Items from a dataset
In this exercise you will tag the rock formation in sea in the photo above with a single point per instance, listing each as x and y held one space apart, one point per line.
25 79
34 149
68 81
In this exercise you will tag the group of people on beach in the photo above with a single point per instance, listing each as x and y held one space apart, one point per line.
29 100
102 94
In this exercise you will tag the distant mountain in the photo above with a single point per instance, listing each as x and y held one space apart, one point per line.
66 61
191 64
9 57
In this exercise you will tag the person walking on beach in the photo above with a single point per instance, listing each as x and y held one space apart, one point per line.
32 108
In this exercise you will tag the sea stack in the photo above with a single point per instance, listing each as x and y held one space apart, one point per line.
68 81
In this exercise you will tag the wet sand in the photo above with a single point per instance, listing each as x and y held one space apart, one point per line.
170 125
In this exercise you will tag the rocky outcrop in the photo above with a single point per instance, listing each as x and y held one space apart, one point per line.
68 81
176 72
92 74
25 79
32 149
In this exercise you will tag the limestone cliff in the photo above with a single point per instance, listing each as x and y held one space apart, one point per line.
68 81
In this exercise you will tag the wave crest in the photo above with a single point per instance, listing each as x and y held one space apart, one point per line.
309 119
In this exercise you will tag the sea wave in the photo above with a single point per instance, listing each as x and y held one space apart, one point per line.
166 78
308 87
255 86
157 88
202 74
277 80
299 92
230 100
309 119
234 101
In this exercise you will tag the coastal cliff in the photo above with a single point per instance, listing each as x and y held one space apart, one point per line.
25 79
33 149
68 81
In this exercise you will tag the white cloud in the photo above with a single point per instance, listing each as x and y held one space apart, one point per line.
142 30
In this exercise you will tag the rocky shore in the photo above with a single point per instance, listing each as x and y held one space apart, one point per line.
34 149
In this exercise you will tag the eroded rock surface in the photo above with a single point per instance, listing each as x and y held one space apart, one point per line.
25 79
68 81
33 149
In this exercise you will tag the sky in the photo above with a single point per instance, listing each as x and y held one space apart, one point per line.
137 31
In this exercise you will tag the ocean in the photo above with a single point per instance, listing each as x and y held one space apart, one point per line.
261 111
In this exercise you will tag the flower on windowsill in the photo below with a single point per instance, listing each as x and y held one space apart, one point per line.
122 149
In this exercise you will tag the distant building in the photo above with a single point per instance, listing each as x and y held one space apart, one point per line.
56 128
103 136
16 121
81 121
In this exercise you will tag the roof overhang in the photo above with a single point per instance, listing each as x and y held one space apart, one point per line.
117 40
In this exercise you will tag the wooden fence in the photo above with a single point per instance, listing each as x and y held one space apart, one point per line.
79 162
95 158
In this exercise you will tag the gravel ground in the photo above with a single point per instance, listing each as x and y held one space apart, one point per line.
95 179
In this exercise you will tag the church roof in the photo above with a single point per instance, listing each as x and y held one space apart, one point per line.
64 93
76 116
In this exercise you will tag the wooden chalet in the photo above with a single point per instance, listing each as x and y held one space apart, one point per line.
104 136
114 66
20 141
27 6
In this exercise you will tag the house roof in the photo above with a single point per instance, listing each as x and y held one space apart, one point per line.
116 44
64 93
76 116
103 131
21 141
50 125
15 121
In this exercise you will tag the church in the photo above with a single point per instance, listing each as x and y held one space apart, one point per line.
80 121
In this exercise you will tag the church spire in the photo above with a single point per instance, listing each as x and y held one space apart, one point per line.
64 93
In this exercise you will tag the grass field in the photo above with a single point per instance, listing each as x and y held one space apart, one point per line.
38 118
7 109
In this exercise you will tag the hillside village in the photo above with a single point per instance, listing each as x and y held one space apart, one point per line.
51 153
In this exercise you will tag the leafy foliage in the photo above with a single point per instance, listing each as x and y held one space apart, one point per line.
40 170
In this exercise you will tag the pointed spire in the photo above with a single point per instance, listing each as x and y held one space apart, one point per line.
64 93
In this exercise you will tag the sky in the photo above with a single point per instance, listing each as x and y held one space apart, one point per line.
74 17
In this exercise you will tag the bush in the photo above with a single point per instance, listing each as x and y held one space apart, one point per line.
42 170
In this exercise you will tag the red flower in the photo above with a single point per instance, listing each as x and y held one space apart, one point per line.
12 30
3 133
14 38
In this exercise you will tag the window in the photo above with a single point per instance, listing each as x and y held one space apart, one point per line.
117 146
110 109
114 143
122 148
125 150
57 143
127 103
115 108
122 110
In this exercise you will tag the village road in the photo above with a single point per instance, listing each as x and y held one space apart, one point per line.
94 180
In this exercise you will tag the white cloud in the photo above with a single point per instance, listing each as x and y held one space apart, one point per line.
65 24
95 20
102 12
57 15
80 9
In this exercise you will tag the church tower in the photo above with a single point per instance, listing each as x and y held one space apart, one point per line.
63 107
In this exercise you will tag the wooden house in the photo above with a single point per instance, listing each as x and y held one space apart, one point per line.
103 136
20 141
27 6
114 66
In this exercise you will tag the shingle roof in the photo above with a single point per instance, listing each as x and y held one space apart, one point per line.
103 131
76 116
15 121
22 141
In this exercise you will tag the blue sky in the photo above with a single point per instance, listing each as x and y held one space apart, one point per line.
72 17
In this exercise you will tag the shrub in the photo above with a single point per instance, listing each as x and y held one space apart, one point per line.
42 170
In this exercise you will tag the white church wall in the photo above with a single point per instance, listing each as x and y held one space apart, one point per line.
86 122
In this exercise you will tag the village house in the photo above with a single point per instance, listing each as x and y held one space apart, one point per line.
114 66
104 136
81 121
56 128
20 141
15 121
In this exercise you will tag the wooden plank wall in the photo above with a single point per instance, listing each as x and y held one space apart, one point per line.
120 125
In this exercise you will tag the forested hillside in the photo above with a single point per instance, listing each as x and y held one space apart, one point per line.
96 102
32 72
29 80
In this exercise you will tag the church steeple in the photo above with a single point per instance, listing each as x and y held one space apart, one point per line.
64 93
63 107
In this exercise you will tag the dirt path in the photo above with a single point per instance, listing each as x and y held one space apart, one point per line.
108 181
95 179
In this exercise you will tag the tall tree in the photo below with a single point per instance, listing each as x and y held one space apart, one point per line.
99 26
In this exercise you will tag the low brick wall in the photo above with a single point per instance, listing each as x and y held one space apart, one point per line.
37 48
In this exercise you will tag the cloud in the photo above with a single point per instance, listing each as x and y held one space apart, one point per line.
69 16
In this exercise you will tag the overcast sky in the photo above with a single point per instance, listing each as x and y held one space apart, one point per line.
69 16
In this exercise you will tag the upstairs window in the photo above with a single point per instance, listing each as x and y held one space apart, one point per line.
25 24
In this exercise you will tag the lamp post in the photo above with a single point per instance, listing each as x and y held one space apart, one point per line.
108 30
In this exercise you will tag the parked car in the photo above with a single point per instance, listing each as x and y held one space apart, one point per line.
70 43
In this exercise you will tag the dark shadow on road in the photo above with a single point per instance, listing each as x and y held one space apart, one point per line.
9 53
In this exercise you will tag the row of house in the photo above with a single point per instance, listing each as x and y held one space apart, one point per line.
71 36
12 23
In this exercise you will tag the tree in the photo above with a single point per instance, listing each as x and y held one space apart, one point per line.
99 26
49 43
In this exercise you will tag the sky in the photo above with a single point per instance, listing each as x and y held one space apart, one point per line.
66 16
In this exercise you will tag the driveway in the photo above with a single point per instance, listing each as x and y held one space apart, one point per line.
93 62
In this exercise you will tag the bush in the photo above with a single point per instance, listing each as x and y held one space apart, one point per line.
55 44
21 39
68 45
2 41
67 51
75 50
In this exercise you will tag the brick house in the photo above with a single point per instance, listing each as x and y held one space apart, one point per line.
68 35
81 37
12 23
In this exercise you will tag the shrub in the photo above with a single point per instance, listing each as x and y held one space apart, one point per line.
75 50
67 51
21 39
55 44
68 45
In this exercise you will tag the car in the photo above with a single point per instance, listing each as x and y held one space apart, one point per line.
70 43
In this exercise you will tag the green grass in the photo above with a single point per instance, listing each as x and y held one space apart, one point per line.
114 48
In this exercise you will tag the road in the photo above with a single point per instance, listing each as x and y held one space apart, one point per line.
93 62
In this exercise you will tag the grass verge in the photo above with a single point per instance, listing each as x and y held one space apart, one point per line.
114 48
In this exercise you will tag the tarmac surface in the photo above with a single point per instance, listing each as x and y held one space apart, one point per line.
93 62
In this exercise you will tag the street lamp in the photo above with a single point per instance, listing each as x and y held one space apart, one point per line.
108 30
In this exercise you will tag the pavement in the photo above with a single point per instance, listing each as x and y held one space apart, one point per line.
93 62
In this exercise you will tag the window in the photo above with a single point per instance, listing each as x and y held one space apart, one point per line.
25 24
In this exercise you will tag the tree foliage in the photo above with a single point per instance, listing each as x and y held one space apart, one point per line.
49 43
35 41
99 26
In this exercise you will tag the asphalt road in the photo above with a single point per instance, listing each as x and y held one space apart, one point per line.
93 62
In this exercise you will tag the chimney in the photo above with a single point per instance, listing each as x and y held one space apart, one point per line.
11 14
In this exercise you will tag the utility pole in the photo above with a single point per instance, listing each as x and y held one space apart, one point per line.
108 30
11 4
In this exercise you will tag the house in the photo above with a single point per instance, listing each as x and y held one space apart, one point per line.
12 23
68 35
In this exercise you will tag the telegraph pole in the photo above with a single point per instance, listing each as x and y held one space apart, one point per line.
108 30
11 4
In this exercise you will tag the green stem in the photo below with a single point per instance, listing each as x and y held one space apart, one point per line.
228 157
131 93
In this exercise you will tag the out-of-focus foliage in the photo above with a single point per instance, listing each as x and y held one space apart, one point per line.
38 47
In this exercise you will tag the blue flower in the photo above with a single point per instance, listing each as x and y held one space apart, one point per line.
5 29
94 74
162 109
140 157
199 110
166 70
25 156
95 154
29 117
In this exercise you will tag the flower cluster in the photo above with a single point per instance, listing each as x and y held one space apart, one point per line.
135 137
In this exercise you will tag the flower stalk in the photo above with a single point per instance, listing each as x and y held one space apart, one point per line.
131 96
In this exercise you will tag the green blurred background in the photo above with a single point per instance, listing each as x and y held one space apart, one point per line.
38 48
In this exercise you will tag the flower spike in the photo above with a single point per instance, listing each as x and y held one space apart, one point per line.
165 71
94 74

**TO DO:**
Repeat only the stretch of lines starting at the one containing "In this exercise you will tag the blue flower" and running to the final line of the entries above.

**THE SOLUTION:**
In this exercise you will tag the blue flower in the photo above with a single point per instance, listing each as x and y held one space apart, one point per line.
5 29
94 74
162 109
140 157
199 110
166 70
25 156
95 154
29 117
In this exercise you will tag the flower cluster in the photo above with a single point per instance, listing each as x and y held one space apart, one point per line.
135 137
In this exercise you will tag the flower stalk in the photo above with a single point per instance, listing each as x and y held one space apart, one point per line.
131 96
In this exercise you will tag the green blurred background in the photo above with a single point per instance, listing each as x and y held one space apart, one point per line.
38 48
In this exercise you will tag the flower spike in the photo above with a single point per instance, listing each as x and y held one space apart, one point per line.
165 71
94 74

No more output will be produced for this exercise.